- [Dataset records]
====================
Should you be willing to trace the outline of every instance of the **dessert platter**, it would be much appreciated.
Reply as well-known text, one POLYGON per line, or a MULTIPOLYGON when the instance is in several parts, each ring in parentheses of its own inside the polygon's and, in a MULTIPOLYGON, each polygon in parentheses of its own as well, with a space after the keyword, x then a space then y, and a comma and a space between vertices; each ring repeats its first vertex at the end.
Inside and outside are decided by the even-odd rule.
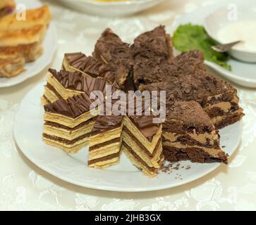
POLYGON ((50 64, 57 46, 48 6, 37 0, 4 1, 0 17, 0 87, 37 75, 50 64), (16 4, 17 7, 24 6, 23 13, 22 8, 16 11, 16 4))
POLYGON ((61 70, 49 69, 46 82, 27 94, 14 136, 32 162, 68 182, 146 191, 181 185, 225 166, 239 144, 243 115, 237 90, 209 74, 202 52, 173 56, 164 27, 141 34, 132 44, 107 28, 92 56, 66 53, 61 70), (146 113, 146 97, 141 115, 134 114, 136 94, 109 101, 109 92, 113 97, 136 90, 150 96, 165 91, 164 120, 156 123, 157 115, 146 113), (102 94, 97 104, 95 91, 102 94), (114 112, 117 103, 121 115, 114 112), (133 110, 126 110, 127 103, 133 110))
====================
- [Direction] Copy the lines starting at the beginning of the records and ending at the line that contains "POLYGON ((50 64, 57", including the requests, and add 132 to every coordinate in the answers. Leave the pictures out of your answer.

- [Solution to this problem]
Should you be willing to trace the outline of every instance of the **dessert platter**, it would be much appreciated.
Reply as well-known text, one POLYGON per line, or a MULTIPOLYGON when the instance is in several parts, each ring in parentheses of its own inside the polygon's and, in a MULTIPOLYGON, each polygon in parentheses of its own as well, with a space after the keyword, x then a space then y, and a comma and a space between vertices; each ring repeats its first vertex at the end.
Inside and outside are decided by the even-odd rule.
POLYGON ((182 196, 189 178, 180 138, 169 132, 136 133, 132 149, 132 219, 169 207, 182 196), (148 136, 149 139, 156 138, 155 145, 154 140, 148 143, 148 136))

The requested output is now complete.